• [Task to carry out]
Include only the line with "# tag every instance of the blurred background" and the lines after it, each reproduced exactly as it stands in the entries below.

[Natural language region descriptions]
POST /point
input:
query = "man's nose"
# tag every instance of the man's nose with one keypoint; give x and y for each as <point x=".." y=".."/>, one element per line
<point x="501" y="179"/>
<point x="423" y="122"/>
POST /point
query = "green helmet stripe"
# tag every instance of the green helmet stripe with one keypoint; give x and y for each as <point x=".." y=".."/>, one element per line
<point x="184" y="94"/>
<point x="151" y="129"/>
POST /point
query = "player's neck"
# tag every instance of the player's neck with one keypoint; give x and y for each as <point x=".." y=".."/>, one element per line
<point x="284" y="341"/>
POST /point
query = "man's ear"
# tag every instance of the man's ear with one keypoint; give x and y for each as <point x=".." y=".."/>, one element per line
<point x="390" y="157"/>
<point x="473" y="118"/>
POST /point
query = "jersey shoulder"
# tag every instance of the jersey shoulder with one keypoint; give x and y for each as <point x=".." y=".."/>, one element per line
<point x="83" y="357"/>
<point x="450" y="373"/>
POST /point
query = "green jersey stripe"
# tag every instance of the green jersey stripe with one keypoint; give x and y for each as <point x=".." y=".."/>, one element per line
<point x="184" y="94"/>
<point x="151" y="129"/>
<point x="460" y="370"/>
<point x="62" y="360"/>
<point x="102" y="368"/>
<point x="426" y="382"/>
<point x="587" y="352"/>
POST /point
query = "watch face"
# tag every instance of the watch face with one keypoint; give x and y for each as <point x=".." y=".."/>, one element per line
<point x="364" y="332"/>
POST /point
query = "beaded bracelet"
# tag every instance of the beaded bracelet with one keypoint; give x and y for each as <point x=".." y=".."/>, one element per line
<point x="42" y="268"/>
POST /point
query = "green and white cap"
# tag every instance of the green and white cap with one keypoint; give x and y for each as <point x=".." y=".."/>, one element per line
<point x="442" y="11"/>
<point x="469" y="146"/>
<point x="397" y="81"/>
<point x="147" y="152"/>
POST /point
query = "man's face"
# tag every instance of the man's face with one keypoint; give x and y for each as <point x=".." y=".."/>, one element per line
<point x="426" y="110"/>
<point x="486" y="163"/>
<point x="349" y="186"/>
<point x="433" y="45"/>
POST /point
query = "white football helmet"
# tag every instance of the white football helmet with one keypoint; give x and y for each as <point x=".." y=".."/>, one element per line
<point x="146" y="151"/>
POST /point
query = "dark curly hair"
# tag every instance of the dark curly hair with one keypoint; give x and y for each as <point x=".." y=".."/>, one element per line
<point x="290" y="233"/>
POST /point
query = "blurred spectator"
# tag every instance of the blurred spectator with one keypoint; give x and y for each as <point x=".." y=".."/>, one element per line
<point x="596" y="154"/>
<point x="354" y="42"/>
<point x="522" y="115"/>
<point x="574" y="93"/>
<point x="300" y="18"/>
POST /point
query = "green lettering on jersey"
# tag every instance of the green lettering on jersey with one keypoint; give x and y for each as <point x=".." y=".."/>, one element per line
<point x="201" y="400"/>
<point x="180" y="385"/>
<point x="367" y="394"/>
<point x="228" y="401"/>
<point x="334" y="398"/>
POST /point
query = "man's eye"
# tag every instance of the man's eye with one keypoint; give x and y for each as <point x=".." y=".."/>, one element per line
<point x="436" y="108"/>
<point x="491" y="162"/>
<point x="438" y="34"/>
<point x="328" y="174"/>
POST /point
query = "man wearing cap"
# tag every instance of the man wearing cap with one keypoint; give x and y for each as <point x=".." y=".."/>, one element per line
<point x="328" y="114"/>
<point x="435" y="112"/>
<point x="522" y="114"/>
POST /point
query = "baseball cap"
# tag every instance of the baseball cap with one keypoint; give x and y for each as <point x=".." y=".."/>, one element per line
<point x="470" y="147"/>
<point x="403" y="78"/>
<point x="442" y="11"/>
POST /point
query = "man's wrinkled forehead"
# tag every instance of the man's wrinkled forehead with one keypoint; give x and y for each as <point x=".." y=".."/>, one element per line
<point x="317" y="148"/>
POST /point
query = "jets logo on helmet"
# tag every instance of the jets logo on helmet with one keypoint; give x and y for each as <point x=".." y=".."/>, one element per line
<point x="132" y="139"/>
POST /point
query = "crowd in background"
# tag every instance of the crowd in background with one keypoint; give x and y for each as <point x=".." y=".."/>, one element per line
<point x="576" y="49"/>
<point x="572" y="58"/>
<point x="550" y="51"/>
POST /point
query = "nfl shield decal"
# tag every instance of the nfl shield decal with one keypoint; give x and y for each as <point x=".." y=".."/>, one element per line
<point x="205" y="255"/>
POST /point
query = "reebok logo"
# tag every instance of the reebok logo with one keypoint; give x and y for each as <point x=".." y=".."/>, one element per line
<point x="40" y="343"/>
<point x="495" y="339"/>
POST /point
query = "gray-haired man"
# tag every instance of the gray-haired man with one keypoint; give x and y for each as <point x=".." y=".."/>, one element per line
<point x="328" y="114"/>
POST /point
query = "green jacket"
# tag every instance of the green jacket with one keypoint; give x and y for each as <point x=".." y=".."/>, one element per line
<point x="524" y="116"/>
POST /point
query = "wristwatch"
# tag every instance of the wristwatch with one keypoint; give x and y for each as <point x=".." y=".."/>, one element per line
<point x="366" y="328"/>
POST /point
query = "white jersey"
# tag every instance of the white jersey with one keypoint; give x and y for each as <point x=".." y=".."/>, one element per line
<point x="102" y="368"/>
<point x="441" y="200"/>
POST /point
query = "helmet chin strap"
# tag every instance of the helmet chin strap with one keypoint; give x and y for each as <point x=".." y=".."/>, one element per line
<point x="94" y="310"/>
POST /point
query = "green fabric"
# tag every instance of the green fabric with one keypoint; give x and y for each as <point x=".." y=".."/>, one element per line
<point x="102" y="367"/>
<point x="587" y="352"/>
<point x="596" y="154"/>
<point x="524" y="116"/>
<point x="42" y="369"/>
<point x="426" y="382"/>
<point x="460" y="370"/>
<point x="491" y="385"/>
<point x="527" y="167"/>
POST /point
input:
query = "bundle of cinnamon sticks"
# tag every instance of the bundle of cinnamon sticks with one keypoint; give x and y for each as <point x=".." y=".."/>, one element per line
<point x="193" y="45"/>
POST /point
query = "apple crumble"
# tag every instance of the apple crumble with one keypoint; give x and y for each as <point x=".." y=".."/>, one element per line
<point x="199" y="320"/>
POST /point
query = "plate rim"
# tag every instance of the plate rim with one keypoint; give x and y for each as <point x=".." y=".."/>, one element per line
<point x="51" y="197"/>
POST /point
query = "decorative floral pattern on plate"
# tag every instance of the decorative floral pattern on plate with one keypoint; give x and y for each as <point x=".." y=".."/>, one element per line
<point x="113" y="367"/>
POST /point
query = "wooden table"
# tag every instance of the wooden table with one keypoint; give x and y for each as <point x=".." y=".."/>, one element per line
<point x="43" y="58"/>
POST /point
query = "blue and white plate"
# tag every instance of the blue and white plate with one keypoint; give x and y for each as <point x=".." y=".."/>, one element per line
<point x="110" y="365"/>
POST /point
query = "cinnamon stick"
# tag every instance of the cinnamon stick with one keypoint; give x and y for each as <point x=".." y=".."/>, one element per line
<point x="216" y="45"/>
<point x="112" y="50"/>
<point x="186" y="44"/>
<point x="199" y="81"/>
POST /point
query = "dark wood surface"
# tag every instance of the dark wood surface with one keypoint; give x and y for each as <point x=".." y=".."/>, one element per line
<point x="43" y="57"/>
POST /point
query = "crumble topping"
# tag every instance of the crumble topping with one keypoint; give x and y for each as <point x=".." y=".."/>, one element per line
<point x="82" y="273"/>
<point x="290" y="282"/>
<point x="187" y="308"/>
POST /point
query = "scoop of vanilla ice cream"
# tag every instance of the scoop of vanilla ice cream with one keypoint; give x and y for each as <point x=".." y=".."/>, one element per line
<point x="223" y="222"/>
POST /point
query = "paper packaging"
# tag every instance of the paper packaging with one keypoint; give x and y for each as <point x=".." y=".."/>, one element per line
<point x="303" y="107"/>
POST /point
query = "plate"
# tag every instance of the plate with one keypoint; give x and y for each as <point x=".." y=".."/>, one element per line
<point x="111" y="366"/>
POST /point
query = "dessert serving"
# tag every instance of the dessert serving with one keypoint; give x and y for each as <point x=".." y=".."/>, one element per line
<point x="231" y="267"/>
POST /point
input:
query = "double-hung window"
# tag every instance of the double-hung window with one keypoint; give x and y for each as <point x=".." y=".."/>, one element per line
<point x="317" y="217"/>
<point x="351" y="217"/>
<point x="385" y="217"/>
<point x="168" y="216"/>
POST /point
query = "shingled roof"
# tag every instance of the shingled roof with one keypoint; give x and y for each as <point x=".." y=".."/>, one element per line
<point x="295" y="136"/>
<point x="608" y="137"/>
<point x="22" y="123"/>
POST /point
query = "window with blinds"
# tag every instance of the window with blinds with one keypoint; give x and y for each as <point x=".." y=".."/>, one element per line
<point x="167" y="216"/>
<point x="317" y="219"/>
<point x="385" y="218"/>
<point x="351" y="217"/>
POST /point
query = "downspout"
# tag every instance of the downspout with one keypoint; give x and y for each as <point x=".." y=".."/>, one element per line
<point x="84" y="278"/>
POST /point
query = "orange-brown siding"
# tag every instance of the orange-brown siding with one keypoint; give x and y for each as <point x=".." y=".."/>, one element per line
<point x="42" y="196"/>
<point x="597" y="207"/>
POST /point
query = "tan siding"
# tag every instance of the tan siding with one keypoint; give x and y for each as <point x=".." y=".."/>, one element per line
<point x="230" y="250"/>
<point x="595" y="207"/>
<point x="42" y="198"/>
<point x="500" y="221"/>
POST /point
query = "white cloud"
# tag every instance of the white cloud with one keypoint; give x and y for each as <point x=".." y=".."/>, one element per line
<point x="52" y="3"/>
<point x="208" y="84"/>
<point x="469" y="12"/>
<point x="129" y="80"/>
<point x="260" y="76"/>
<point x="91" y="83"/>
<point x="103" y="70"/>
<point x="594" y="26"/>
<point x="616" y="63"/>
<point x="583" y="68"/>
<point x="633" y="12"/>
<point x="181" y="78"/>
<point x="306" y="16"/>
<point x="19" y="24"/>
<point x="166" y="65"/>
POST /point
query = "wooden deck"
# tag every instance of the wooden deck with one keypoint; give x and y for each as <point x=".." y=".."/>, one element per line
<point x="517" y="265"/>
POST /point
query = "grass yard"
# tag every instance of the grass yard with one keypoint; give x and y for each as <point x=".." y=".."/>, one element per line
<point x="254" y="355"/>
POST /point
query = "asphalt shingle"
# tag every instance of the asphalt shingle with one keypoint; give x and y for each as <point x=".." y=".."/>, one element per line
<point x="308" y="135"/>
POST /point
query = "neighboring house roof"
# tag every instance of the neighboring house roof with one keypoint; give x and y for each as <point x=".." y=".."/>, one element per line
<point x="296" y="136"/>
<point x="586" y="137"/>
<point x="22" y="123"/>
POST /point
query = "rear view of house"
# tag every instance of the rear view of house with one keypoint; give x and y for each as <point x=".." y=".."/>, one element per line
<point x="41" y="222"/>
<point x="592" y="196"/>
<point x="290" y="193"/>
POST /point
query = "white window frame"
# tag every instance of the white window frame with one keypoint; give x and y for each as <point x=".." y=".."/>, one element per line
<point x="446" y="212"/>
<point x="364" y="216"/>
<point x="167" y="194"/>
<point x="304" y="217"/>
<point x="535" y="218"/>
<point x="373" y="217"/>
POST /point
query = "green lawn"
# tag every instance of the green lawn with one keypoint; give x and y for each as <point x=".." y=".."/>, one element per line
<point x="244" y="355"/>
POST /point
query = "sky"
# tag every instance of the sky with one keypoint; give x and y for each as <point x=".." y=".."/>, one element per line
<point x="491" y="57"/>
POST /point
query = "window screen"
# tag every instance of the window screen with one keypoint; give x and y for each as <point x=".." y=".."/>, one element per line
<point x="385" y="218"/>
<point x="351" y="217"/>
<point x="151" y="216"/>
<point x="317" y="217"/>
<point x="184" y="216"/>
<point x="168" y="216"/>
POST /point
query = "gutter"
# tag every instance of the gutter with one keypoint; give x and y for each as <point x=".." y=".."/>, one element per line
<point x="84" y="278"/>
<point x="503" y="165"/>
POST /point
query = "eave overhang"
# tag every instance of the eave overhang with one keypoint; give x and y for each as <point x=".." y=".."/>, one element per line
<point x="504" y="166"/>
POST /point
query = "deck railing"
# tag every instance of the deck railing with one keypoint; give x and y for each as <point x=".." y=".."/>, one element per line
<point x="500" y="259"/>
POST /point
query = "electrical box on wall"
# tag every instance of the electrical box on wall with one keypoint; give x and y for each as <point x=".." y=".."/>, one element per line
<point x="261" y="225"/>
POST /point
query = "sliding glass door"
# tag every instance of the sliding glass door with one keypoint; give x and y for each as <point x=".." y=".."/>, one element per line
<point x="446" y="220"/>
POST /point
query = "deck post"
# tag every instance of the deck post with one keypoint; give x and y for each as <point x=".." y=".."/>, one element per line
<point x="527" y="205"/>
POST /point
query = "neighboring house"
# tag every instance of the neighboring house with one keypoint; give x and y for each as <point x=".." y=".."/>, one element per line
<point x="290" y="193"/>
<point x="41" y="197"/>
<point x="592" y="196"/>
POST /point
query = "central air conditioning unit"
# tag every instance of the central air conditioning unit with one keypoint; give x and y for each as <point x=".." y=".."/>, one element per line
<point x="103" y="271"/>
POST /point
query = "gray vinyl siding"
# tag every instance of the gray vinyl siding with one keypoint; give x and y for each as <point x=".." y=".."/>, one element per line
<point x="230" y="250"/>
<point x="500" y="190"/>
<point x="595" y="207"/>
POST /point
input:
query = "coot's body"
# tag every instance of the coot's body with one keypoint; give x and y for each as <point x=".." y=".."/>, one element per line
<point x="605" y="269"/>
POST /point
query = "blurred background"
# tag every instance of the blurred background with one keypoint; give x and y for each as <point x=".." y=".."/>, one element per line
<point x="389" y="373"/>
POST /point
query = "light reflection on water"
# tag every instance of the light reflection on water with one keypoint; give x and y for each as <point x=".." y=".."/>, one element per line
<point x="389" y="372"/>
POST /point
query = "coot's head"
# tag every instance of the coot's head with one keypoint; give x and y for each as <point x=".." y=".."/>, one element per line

• [Solution to the exercise]
# tag every instance of the blurred background with one keypoint; give x and y for each as <point x=".." y=".."/>, one element per line
<point x="389" y="373"/>
POST /point
query = "light reflection on water"
# tag every instance of the light reflection on water with one keypoint; give x and y for each as <point x=".." y=".."/>, one element per line
<point x="389" y="372"/>
POST /point
query = "coot's head"
# tag every instance of the coot's head with one keypoint; give x and y for each as <point x=".." y=".."/>, one element per line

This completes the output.